▸ **Directions**
Update the data below so that "outstretched wing" reads "extended wing" and all else stays the same. Leave the pictures out of your output.
-- start Extracted data --
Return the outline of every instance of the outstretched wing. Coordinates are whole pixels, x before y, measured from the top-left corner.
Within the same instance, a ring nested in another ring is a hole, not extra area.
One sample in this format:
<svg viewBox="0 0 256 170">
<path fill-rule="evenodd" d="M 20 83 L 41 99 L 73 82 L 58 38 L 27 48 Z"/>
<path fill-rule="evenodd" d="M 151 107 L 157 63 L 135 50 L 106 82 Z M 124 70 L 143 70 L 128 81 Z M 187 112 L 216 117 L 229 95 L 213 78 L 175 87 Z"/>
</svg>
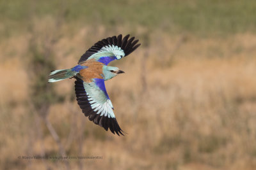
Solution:
<svg viewBox="0 0 256 170">
<path fill-rule="evenodd" d="M 111 101 L 106 90 L 104 79 L 94 78 L 86 83 L 79 78 L 75 81 L 75 90 L 78 104 L 90 121 L 112 133 L 124 135 L 117 123 Z"/>
<path fill-rule="evenodd" d="M 129 39 L 129 36 L 128 34 L 122 38 L 120 34 L 117 37 L 109 37 L 98 41 L 81 57 L 78 64 L 94 59 L 108 65 L 112 60 L 127 56 L 140 45 L 137 44 L 138 39 L 134 40 L 134 37 Z"/>
</svg>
-- end Extracted data --
▸ **Response to the task**
Return the outline of every instance of the extended wing. Coordinates are whole pixels, x before y, measured from the top-left corner.
Within the same instance, a ring nested in another ring is a hole, not extra area.
One sample in this format:
<svg viewBox="0 0 256 170">
<path fill-rule="evenodd" d="M 20 83 L 41 99 L 73 82 L 58 38 L 27 48 Z"/>
<path fill-rule="evenodd" d="M 151 107 L 157 63 L 135 50 L 106 82 Z M 124 70 L 143 70 L 128 81 Z M 187 112 L 216 117 L 229 95 L 213 78 L 175 87 Z"/>
</svg>
Solution:
<svg viewBox="0 0 256 170">
<path fill-rule="evenodd" d="M 111 101 L 106 90 L 104 79 L 94 78 L 86 83 L 79 78 L 75 81 L 75 90 L 78 104 L 90 121 L 112 133 L 124 135 L 117 123 Z"/>
<path fill-rule="evenodd" d="M 129 39 L 129 36 L 128 34 L 122 38 L 120 34 L 117 37 L 109 37 L 98 41 L 81 57 L 78 64 L 94 59 L 108 65 L 112 60 L 127 56 L 140 45 L 137 44 L 138 39 L 134 40 L 134 37 Z"/>
</svg>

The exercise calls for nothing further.